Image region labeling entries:
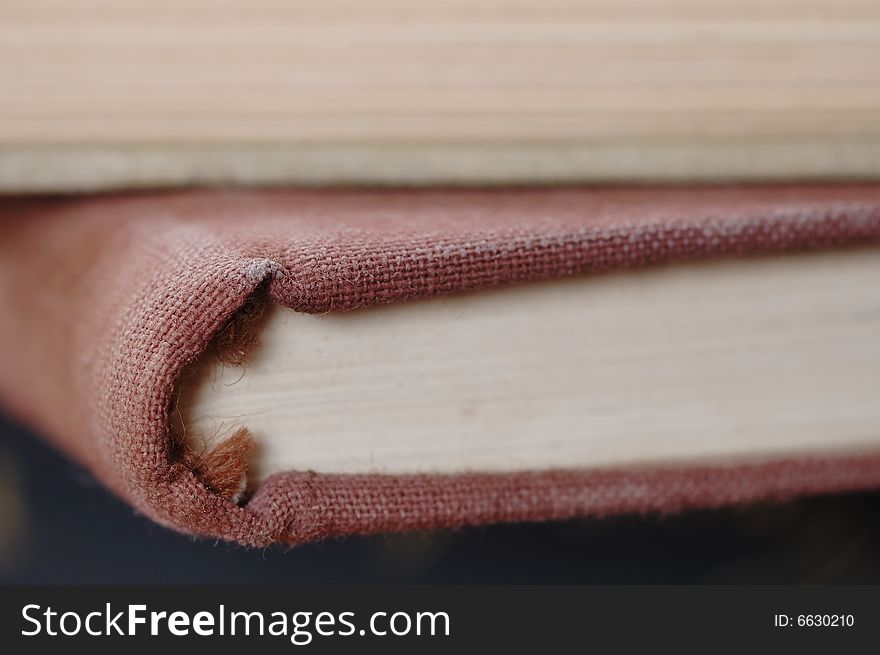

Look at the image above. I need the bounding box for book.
[0,0,880,191]
[0,185,880,546]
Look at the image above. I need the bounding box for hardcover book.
[0,185,880,546]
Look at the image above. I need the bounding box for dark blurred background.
[0,415,880,584]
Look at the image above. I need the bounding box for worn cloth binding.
[0,185,880,545]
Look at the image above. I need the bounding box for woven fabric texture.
[0,185,880,546]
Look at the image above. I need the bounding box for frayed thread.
[181,428,254,503]
[214,293,266,367]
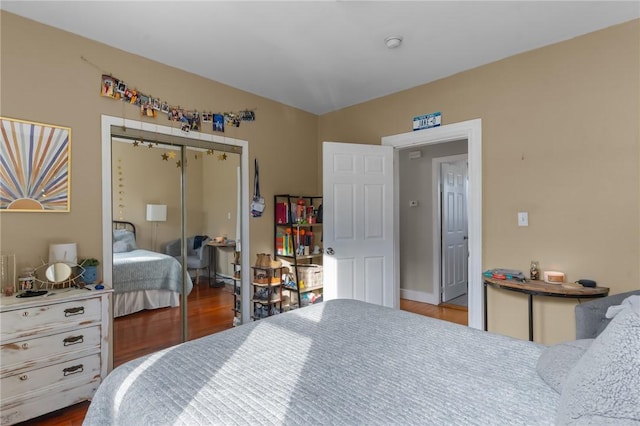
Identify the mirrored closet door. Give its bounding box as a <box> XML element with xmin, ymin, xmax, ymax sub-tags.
<box><xmin>103</xmin><ymin>116</ymin><xmax>248</xmax><ymax>365</ymax></box>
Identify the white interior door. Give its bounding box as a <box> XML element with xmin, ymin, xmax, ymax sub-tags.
<box><xmin>440</xmin><ymin>160</ymin><xmax>469</xmax><ymax>302</ymax></box>
<box><xmin>323</xmin><ymin>142</ymin><xmax>400</xmax><ymax>308</ymax></box>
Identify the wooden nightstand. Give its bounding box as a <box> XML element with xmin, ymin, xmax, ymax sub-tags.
<box><xmin>0</xmin><ymin>289</ymin><xmax>111</xmax><ymax>425</ymax></box>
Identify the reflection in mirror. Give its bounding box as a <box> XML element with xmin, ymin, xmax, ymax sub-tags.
<box><xmin>45</xmin><ymin>262</ymin><xmax>71</xmax><ymax>283</ymax></box>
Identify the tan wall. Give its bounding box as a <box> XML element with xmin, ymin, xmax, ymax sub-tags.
<box><xmin>318</xmin><ymin>20</ymin><xmax>640</xmax><ymax>343</ymax></box>
<box><xmin>0</xmin><ymin>11</ymin><xmax>318</xmax><ymax>278</ymax></box>
<box><xmin>0</xmin><ymin>11</ymin><xmax>640</xmax><ymax>343</ymax></box>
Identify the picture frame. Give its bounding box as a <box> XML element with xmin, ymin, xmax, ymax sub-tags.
<box><xmin>0</xmin><ymin>117</ymin><xmax>71</xmax><ymax>213</ymax></box>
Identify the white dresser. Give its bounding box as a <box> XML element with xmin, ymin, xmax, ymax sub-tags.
<box><xmin>0</xmin><ymin>289</ymin><xmax>111</xmax><ymax>425</ymax></box>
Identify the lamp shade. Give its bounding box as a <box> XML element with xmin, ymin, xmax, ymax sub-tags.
<box><xmin>147</xmin><ymin>204</ymin><xmax>167</xmax><ymax>222</ymax></box>
<box><xmin>49</xmin><ymin>243</ymin><xmax>78</xmax><ymax>266</ymax></box>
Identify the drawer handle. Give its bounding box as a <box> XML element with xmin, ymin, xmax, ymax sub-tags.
<box><xmin>62</xmin><ymin>335</ymin><xmax>84</xmax><ymax>346</ymax></box>
<box><xmin>64</xmin><ymin>306</ymin><xmax>84</xmax><ymax>317</ymax></box>
<box><xmin>62</xmin><ymin>364</ymin><xmax>84</xmax><ymax>376</ymax></box>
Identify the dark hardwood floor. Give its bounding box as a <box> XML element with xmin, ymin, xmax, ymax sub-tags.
<box><xmin>23</xmin><ymin>284</ymin><xmax>467</xmax><ymax>426</ymax></box>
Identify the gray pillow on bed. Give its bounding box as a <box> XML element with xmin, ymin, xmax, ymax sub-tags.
<box><xmin>556</xmin><ymin>308</ymin><xmax>640</xmax><ymax>425</ymax></box>
<box><xmin>536</xmin><ymin>339</ymin><xmax>593</xmax><ymax>393</ymax></box>
<box><xmin>113</xmin><ymin>229</ymin><xmax>138</xmax><ymax>253</ymax></box>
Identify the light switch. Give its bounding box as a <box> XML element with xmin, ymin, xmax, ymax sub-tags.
<box><xmin>518</xmin><ymin>212</ymin><xmax>529</xmax><ymax>226</ymax></box>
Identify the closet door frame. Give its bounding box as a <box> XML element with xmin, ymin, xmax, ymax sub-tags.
<box><xmin>101</xmin><ymin>115</ymin><xmax>250</xmax><ymax>346</ymax></box>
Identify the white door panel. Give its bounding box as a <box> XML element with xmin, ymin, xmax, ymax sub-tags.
<box><xmin>441</xmin><ymin>160</ymin><xmax>469</xmax><ymax>302</ymax></box>
<box><xmin>323</xmin><ymin>142</ymin><xmax>399</xmax><ymax>307</ymax></box>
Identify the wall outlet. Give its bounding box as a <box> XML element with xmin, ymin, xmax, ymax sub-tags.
<box><xmin>518</xmin><ymin>212</ymin><xmax>529</xmax><ymax>226</ymax></box>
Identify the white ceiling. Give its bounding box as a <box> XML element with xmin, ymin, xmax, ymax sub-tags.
<box><xmin>0</xmin><ymin>0</ymin><xmax>640</xmax><ymax>114</ymax></box>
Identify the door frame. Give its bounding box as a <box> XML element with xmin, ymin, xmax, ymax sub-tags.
<box><xmin>431</xmin><ymin>154</ymin><xmax>469</xmax><ymax>305</ymax></box>
<box><xmin>382</xmin><ymin>118</ymin><xmax>484</xmax><ymax>330</ymax></box>
<box><xmin>101</xmin><ymin>114</ymin><xmax>251</xmax><ymax>328</ymax></box>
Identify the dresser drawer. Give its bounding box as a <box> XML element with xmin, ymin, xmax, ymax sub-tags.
<box><xmin>0</xmin><ymin>297</ymin><xmax>102</xmax><ymax>342</ymax></box>
<box><xmin>0</xmin><ymin>354</ymin><xmax>100</xmax><ymax>406</ymax></box>
<box><xmin>0</xmin><ymin>325</ymin><xmax>101</xmax><ymax>377</ymax></box>
<box><xmin>0</xmin><ymin>380</ymin><xmax>100</xmax><ymax>426</ymax></box>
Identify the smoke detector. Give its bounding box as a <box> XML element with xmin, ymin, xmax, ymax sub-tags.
<box><xmin>384</xmin><ymin>36</ymin><xmax>402</xmax><ymax>49</ymax></box>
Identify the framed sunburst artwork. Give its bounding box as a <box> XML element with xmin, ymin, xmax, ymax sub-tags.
<box><xmin>0</xmin><ymin>117</ymin><xmax>71</xmax><ymax>212</ymax></box>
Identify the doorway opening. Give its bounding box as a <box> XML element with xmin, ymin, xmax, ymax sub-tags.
<box><xmin>382</xmin><ymin>119</ymin><xmax>484</xmax><ymax>329</ymax></box>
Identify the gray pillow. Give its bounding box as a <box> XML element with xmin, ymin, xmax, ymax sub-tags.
<box><xmin>556</xmin><ymin>309</ymin><xmax>640</xmax><ymax>426</ymax></box>
<box><xmin>113</xmin><ymin>229</ymin><xmax>138</xmax><ymax>253</ymax></box>
<box><xmin>536</xmin><ymin>339</ymin><xmax>593</xmax><ymax>393</ymax></box>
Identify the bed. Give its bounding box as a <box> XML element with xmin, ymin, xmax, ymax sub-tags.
<box><xmin>84</xmin><ymin>300</ymin><xmax>560</xmax><ymax>426</ymax></box>
<box><xmin>84</xmin><ymin>296</ymin><xmax>640</xmax><ymax>426</ymax></box>
<box><xmin>113</xmin><ymin>221</ymin><xmax>193</xmax><ymax>317</ymax></box>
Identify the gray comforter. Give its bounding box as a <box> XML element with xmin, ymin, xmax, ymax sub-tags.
<box><xmin>84</xmin><ymin>300</ymin><xmax>559</xmax><ymax>426</ymax></box>
<box><xmin>113</xmin><ymin>249</ymin><xmax>193</xmax><ymax>295</ymax></box>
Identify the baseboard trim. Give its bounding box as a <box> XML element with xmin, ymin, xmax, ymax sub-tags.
<box><xmin>400</xmin><ymin>288</ymin><xmax>439</xmax><ymax>305</ymax></box>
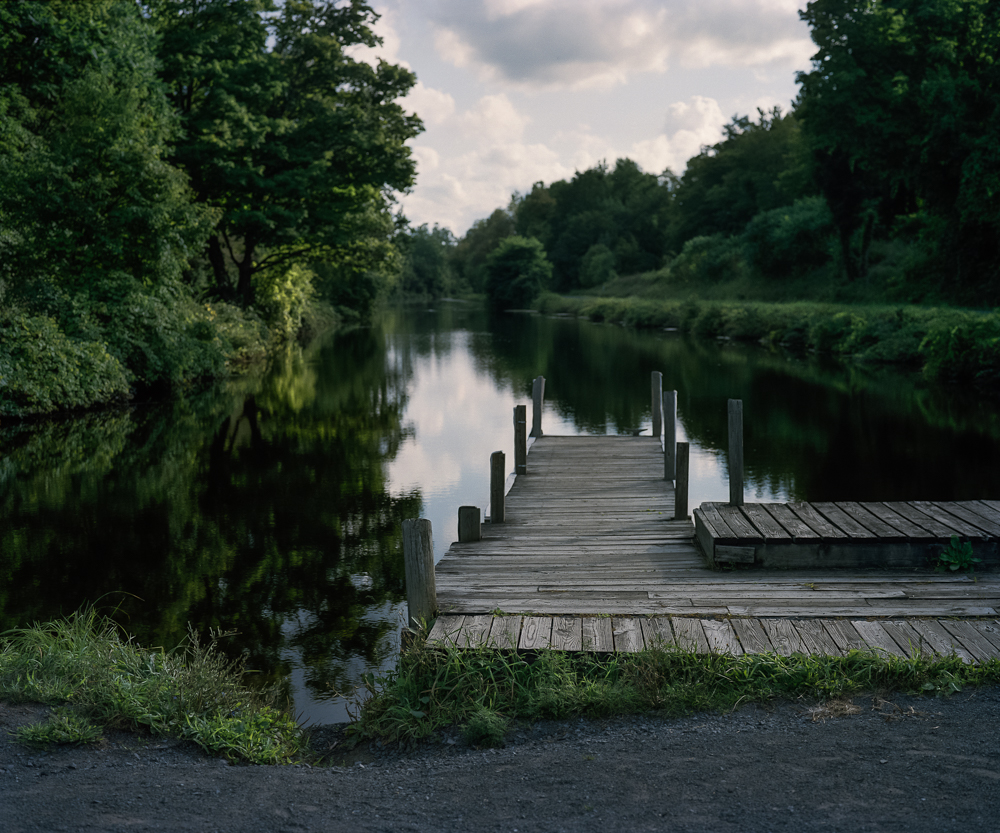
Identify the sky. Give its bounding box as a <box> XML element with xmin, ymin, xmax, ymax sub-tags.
<box><xmin>348</xmin><ymin>0</ymin><xmax>815</xmax><ymax>237</ymax></box>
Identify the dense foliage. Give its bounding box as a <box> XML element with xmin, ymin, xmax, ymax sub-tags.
<box><xmin>0</xmin><ymin>0</ymin><xmax>420</xmax><ymax>415</ymax></box>
<box><xmin>440</xmin><ymin>0</ymin><xmax>1000</xmax><ymax>306</ymax></box>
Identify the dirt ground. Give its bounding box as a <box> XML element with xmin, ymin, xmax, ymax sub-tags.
<box><xmin>0</xmin><ymin>688</ymin><xmax>1000</xmax><ymax>833</ymax></box>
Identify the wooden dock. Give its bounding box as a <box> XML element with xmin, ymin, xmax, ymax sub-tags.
<box><xmin>694</xmin><ymin>500</ymin><xmax>1000</xmax><ymax>570</ymax></box>
<box><xmin>412</xmin><ymin>374</ymin><xmax>1000</xmax><ymax>662</ymax></box>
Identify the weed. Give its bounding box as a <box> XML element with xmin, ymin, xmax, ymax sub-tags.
<box><xmin>0</xmin><ymin>609</ymin><xmax>304</xmax><ymax>763</ymax></box>
<box><xmin>934</xmin><ymin>535</ymin><xmax>983</xmax><ymax>573</ymax></box>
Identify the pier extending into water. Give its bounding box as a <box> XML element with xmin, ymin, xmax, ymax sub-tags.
<box><xmin>408</xmin><ymin>377</ymin><xmax>1000</xmax><ymax>662</ymax></box>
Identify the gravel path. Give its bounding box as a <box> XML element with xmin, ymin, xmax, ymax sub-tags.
<box><xmin>0</xmin><ymin>688</ymin><xmax>1000</xmax><ymax>833</ymax></box>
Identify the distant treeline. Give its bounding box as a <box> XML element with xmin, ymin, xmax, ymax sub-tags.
<box><xmin>0</xmin><ymin>0</ymin><xmax>421</xmax><ymax>415</ymax></box>
<box><xmin>407</xmin><ymin>0</ymin><xmax>1000</xmax><ymax>307</ymax></box>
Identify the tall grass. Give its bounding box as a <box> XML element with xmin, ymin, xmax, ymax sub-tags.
<box><xmin>0</xmin><ymin>610</ymin><xmax>304</xmax><ymax>763</ymax></box>
<box><xmin>355</xmin><ymin>632</ymin><xmax>1000</xmax><ymax>745</ymax></box>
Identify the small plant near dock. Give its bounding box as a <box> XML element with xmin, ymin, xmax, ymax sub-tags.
<box><xmin>0</xmin><ymin>610</ymin><xmax>304</xmax><ymax>763</ymax></box>
<box><xmin>934</xmin><ymin>535</ymin><xmax>983</xmax><ymax>573</ymax></box>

* _Given instruction_
Extract every line of the listing above that contains the string "closet", matching case exactly.

* _Solution below_
Identify the mirrored closet door. Give its bounding box as a <box> XML element with xmin, ymin, xmax, ymax sub-tags.
Identify the closet door frame. Give its bounding box as a <box> XML element with xmin, ymin, xmax, ymax sub-tags.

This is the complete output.